* _BRIEF_
Convert the entries below into a JSON list of strings, one string per line and no blank lines, covering every entry.

* _INFORMATION SHOWN_

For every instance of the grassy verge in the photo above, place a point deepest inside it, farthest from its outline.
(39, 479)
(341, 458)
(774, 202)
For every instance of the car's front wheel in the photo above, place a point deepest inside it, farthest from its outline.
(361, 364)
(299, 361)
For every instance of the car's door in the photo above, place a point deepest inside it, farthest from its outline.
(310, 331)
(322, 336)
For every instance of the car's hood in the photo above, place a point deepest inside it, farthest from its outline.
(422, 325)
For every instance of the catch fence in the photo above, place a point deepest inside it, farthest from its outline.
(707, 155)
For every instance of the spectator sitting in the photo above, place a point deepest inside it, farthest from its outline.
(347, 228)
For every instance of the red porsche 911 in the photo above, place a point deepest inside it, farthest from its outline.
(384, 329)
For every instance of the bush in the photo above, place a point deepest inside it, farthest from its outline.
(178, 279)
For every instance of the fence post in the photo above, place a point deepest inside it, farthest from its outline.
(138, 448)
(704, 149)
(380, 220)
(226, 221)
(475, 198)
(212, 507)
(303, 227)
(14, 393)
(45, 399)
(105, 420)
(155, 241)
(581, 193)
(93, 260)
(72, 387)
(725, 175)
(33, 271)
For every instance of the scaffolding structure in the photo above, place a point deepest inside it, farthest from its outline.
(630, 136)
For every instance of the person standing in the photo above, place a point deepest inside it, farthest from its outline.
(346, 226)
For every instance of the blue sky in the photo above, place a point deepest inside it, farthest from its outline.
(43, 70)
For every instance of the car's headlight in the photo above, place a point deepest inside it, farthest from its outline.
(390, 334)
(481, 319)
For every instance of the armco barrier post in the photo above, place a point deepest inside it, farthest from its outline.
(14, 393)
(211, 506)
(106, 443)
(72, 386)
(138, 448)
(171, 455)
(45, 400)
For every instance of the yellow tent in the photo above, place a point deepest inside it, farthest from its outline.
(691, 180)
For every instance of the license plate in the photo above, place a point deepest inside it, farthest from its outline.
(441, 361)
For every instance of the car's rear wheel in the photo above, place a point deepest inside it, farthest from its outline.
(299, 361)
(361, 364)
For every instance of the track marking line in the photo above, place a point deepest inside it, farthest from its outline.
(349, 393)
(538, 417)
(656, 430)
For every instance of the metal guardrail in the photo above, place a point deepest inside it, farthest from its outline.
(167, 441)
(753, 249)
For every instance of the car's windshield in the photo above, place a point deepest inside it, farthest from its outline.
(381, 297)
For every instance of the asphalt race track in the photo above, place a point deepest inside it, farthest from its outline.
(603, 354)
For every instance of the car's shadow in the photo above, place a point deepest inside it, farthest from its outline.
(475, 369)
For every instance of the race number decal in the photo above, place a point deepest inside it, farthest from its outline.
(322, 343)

* _REPLY TO THE EXERCISE_
[
  "For every instance of the grassy verge in the photo above, place a point deepest inside it, farthest from its outline.",
  "(39, 479)",
  "(341, 458)",
  "(774, 202)",
  "For every instance of the car's front wheel in the photo above, place a point deepest inside it, farthest from its outline.",
  "(361, 364)",
  "(299, 361)",
  "For every instance of the car's door in the photo above, place a point deepest inside it, farthest from its outline.",
  "(310, 331)",
  "(322, 336)",
  "For every instance of the car's hood in the photo above, place a point deepest inside it, farthest from its outline.",
  "(422, 325)",
  "For every instance of the catch fence in the photo above, place a point deepest inside it, farthest from its outline.",
  "(707, 155)",
  "For every instance of the spectator sitting in the photo above, place a point deepest inside it, farthest from its outline.",
  "(347, 228)",
  "For every instance of the red porsche 911 in the photo above, place a point deepest inside it, farthest from its outline.",
  "(384, 329)",
  "For every instance of the bush in the photo above, place a point deepest inside it, farthest from its outline.",
  "(178, 279)",
  "For every instance of the fence post in the photo above, place a point deepest inside it, farthest from its outline.",
  "(138, 448)",
  "(704, 149)",
  "(380, 220)",
  "(226, 221)",
  "(475, 198)",
  "(212, 507)",
  "(303, 227)",
  "(14, 393)",
  "(45, 399)",
  "(105, 420)",
  "(155, 241)",
  "(581, 193)",
  "(93, 260)",
  "(72, 387)",
  "(725, 175)",
  "(33, 271)",
  "For every instance of the scaffolding structure in the photo above, place a point deepest inside it, farthest from its outline.",
  "(630, 136)",
  "For every instance of the person standing in the photo above, place a point deepest inside it, farthest from its outline.",
  "(346, 226)",
  "For every instance of the blue sky in the photo above, place a point deepest inside it, farthest from its outline.",
  "(43, 70)",
  "For every instance of the car's headlight in the photo above, place a point deepest inside it, farthest from its outline.",
  "(390, 334)",
  "(481, 319)",
  "For every instance of the armco barrier post in the photo above, place a point deepest inside it, farthest from its outline.",
  "(14, 393)",
  "(211, 506)",
  "(106, 443)",
  "(72, 386)",
  "(138, 448)",
  "(171, 455)",
  "(45, 400)",
  "For every instance of the yellow tent in the photo above, place a point deepest inside it, farthest from its outline.",
  "(691, 180)",
  "For every instance of the license plate in the photo above, place a point deepest inside it, farthest from its outline.",
  "(441, 361)",
  "For every instance of the car's rear wheel in the photo above, place a point deepest inside it, farthest from its outline.",
  "(299, 361)",
  "(361, 364)",
  "For every instance of the track marking line in the photo above, place a point deepest inside it, farthest from its outline.",
  "(349, 393)",
  "(538, 417)",
  "(656, 430)",
  "For every instance of the metal guardrail in the photo above, place a point deepest inside it, farthest from its outline.",
  "(167, 441)",
  "(753, 249)",
  "For every instance of the car's windshield in the photo above, place a point deepest inside it, farthest from its outline.",
  "(381, 297)",
  "For every instance of the asphalt race track in the photo above, place a point deepest inside it, farthest from its outline.",
  "(603, 354)",
  "For every instance of the car's shadow in the photo above, place a point deepest inside it, farthest from its outline.",
  "(475, 369)",
  "For every instance of the race number decal in the photo above, place a point deepest inside it, farthest from its outline.",
  "(322, 343)"
]